(Beginning of DATA EXCERPTS)

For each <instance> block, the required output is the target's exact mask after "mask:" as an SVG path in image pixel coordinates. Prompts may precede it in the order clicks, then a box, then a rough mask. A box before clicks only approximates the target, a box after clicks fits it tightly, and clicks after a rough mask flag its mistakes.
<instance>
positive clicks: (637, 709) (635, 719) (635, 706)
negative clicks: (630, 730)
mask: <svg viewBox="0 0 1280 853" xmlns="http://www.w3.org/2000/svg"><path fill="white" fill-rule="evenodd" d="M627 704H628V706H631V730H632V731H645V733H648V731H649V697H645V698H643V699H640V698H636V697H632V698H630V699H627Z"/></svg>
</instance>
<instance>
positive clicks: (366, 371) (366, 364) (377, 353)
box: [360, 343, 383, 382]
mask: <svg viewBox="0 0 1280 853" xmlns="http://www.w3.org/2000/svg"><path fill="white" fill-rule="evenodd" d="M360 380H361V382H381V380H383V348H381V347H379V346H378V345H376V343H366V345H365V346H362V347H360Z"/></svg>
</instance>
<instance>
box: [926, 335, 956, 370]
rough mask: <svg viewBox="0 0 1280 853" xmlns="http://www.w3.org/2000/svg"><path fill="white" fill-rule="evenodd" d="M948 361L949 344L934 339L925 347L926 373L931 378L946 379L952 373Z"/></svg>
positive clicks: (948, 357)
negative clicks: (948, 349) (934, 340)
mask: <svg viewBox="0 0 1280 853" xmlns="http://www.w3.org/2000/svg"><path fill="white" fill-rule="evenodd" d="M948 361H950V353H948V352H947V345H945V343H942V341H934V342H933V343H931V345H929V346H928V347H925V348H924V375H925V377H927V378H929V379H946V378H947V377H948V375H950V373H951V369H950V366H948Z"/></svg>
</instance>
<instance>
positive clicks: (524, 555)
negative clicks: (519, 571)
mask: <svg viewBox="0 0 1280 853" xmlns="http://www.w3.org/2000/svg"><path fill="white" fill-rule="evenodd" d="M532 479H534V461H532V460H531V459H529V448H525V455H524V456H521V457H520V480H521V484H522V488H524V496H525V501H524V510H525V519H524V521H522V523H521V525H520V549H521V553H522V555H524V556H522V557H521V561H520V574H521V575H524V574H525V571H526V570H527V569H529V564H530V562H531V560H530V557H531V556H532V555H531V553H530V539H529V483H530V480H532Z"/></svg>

(End of DATA EXCERPTS)

An exact copy of all the entries above is what is needed.

## ANSWER SPACE
For each <instance> block, the required output is the target's exact mask after "mask:" as an SVG path in image pixel coordinates. Prompts may precede it in the order clicks, then a box, then a rough mask. A box before clicks only approximates the target, a box after clicks fits it tightly, and clicks after a rough mask flag its mistakes.
<instance>
positive clicks: (637, 709) (635, 719) (635, 706)
negative clicks: (630, 730)
mask: <svg viewBox="0 0 1280 853" xmlns="http://www.w3.org/2000/svg"><path fill="white" fill-rule="evenodd" d="M627 704H628V706H631V730H632V731H645V733H648V731H649V697H645V698H643V699H640V698H636V697H632V698H630V699H627Z"/></svg>
</instance>
<instance>
positive clicks: (366, 371) (366, 364) (377, 353)
box: [360, 343, 383, 382]
mask: <svg viewBox="0 0 1280 853" xmlns="http://www.w3.org/2000/svg"><path fill="white" fill-rule="evenodd" d="M360 380H361V382H381V380H383V348H381V347H379V346H378V345H376V343H366V345H365V346H362V347H360Z"/></svg>
</instance>
<instance>
box: [926, 335, 956, 370]
rough mask: <svg viewBox="0 0 1280 853" xmlns="http://www.w3.org/2000/svg"><path fill="white" fill-rule="evenodd" d="M948 361L949 344L934 339L925 347L926 373L931 378L946 379L952 373Z"/></svg>
positive clicks: (948, 357)
negative clicks: (948, 349) (934, 340)
mask: <svg viewBox="0 0 1280 853" xmlns="http://www.w3.org/2000/svg"><path fill="white" fill-rule="evenodd" d="M948 361H950V353H948V352H947V345H945V343H942V341H934V342H933V343H931V345H929V346H928V347H925V348H924V375H925V377H927V378H929V379H946V378H947V377H948V375H950V373H951V369H950V366H948Z"/></svg>
</instance>
<instance>
positive clicks: (524, 555)
negative clicks: (519, 571)
mask: <svg viewBox="0 0 1280 853" xmlns="http://www.w3.org/2000/svg"><path fill="white" fill-rule="evenodd" d="M532 479H534V461H532V460H531V459H529V448H525V455H524V456H521V457H520V480H521V484H522V488H524V496H525V501H524V510H525V519H524V521H522V523H521V525H520V549H521V553H522V555H524V556H522V557H521V561H520V574H521V575H524V574H525V571H526V570H527V569H529V564H530V562H531V560H530V557H531V556H532V555H531V553H530V539H529V483H530V480H532Z"/></svg>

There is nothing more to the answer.